**Directions for this task**
The listing that follows is to be repeated exactly.
*** Record extracts
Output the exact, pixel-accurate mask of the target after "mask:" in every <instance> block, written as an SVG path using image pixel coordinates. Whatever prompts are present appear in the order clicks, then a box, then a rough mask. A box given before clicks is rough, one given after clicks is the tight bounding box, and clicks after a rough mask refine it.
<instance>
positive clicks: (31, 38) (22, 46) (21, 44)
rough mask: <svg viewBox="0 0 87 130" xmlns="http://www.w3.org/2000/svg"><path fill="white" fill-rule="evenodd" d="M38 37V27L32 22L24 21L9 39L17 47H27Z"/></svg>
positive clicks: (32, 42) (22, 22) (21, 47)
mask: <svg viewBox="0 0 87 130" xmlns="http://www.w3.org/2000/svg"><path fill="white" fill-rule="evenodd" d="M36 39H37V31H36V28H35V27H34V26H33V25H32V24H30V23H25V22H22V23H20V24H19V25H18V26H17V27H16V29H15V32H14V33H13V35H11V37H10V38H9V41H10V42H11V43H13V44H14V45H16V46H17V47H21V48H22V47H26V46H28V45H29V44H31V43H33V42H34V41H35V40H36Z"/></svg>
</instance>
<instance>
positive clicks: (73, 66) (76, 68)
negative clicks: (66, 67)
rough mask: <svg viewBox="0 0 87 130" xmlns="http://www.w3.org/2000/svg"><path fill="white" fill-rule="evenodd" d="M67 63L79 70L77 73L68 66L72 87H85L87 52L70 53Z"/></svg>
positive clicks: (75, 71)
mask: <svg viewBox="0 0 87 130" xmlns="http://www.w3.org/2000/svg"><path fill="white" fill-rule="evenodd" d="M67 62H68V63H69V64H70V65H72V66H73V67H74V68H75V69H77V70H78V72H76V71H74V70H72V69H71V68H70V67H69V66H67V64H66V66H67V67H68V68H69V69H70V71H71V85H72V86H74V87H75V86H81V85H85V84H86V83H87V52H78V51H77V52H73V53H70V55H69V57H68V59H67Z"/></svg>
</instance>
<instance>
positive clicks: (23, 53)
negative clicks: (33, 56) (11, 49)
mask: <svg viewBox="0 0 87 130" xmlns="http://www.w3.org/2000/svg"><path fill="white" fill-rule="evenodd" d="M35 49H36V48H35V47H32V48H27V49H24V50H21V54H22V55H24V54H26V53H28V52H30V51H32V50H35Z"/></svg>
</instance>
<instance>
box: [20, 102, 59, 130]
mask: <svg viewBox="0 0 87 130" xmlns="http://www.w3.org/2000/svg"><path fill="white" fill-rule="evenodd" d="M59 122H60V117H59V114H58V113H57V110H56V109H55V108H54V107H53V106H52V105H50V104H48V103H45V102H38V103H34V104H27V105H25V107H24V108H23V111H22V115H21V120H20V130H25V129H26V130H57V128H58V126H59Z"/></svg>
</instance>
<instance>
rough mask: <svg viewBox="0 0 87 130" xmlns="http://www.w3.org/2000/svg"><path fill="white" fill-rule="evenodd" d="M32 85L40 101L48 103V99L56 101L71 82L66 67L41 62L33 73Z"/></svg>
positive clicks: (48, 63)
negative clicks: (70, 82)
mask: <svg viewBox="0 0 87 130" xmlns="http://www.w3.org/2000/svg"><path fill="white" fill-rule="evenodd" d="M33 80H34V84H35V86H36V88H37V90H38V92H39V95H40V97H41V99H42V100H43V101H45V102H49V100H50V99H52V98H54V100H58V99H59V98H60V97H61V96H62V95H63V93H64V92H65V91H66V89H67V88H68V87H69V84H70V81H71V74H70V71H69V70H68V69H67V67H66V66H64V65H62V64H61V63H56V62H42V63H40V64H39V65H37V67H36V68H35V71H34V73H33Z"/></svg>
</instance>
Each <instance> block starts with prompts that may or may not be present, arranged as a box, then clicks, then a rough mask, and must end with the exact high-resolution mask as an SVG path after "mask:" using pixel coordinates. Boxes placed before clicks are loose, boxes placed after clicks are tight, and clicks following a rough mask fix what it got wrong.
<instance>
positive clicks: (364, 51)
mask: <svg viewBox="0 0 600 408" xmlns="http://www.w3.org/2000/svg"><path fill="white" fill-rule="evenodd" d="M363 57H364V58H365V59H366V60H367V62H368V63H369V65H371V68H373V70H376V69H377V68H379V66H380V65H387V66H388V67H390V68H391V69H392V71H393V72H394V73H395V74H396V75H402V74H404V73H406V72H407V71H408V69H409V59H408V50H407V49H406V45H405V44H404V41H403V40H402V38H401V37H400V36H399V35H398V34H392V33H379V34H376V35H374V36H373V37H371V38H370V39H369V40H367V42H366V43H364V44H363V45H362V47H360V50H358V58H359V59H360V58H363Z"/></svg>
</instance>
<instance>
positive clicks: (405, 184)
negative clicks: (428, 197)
******
**Task output**
Output the exact, pixel-accurate mask of the target after "mask:" in every <instance> block, written as an SVG path using image pixel coordinates. Whatever prompts are present appear in the order clicks, then a box, then a rough mask. A box given before clicks is rough, one given after clicks is the tight bounding box, and clicks after a rough mask refine it.
<instance>
positive clicks: (31, 38) (22, 46) (21, 44)
rough mask: <svg viewBox="0 0 87 130" xmlns="http://www.w3.org/2000/svg"><path fill="white" fill-rule="evenodd" d="M38 37V27L32 22L24 21L9 39L17 47H27Z"/></svg>
positive clicks: (32, 42) (22, 22) (21, 47)
mask: <svg viewBox="0 0 87 130" xmlns="http://www.w3.org/2000/svg"><path fill="white" fill-rule="evenodd" d="M36 39H37V31H36V28H35V27H34V26H33V25H32V24H30V23H25V22H22V23H20V24H19V25H18V26H17V27H16V29H15V32H14V33H13V35H11V37H10V38H9V41H10V42H11V43H13V44H14V45H16V46H17V47H21V48H22V47H26V46H28V45H29V44H31V43H33V42H34V41H35V40H36Z"/></svg>
</instance>
<instance>
positive clicks: (73, 66) (76, 68)
negative clicks: (66, 67)
rough mask: <svg viewBox="0 0 87 130" xmlns="http://www.w3.org/2000/svg"><path fill="white" fill-rule="evenodd" d="M67 63L79 70L77 73L68 66L72 87H85L87 52L70 53Z"/></svg>
positive clicks: (75, 71)
mask: <svg viewBox="0 0 87 130" xmlns="http://www.w3.org/2000/svg"><path fill="white" fill-rule="evenodd" d="M67 62H68V63H69V64H70V65H72V66H73V67H74V68H75V69H77V70H78V72H76V71H74V70H72V69H71V68H70V67H69V66H67V64H66V66H67V67H68V68H69V69H70V71H71V85H72V86H74V87H75V86H81V85H85V84H86V83H87V52H78V51H77V52H73V53H70V55H69V57H68V59H67Z"/></svg>
</instance>
<instance>
positive clicks: (23, 53)
negative clicks: (33, 56) (11, 49)
mask: <svg viewBox="0 0 87 130" xmlns="http://www.w3.org/2000/svg"><path fill="white" fill-rule="evenodd" d="M35 49H36V48H35V47H32V48H27V49H24V50H21V54H22V55H24V54H26V53H28V52H30V51H32V50H35Z"/></svg>
</instance>
<instance>
box: [20, 102, 59, 130]
mask: <svg viewBox="0 0 87 130" xmlns="http://www.w3.org/2000/svg"><path fill="white" fill-rule="evenodd" d="M59 122H60V117H59V114H58V113H57V110H56V109H55V108H54V107H53V106H52V105H50V104H48V103H45V102H38V103H34V104H27V105H25V107H24V108H23V111H22V115H21V120H20V130H25V129H26V130H57V128H58V126H59Z"/></svg>
</instance>
<instance>
rough mask: <svg viewBox="0 0 87 130" xmlns="http://www.w3.org/2000/svg"><path fill="white" fill-rule="evenodd" d="M32 85L40 101L48 103V99L56 101L71 82L66 67L41 62L33 73Z"/></svg>
positive clicks: (48, 63)
negative clicks: (70, 82)
mask: <svg viewBox="0 0 87 130" xmlns="http://www.w3.org/2000/svg"><path fill="white" fill-rule="evenodd" d="M33 80H34V84H35V86H36V88H37V90H38V92H39V95H40V97H41V99H42V100H43V101H45V102H49V100H50V99H52V98H54V100H58V99H59V98H60V97H61V96H62V95H63V93H64V92H65V91H66V89H67V88H68V87H69V84H70V81H71V74H70V71H69V70H68V69H67V67H66V66H64V65H62V64H61V63H56V62H42V63H40V64H39V65H37V67H36V68H35V71H34V73H33Z"/></svg>
</instance>
Each <instance> block starts with prompts that may or may not be present, arranged as a box, then clicks, then a rough mask, and must end with the exact high-resolution mask as an SVG path after "mask:" using pixel coordinates. Boxes placed before clicks are loose, boxes placed after clicks are tight, and clicks following a rough mask fix what it got wrong.
<instance>
positive clicks: (364, 51)
mask: <svg viewBox="0 0 600 408" xmlns="http://www.w3.org/2000/svg"><path fill="white" fill-rule="evenodd" d="M363 57H364V58H365V59H366V60H367V62H368V63H369V65H371V68H373V70H376V69H377V68H379V66H380V65H387V66H388V67H390V68H391V69H392V71H393V72H394V73H395V74H396V75H402V74H404V73H406V72H407V71H408V69H409V59H408V50H407V49H406V45H405V44H404V41H403V40H402V38H401V37H400V36H399V35H398V34H392V33H379V34H376V35H374V36H373V37H371V38H370V39H369V40H367V42H366V43H364V44H363V45H362V47H360V50H358V58H359V59H360V58H363Z"/></svg>
</instance>
<instance>
positive clicks: (405, 184)
negative clicks: (428, 197)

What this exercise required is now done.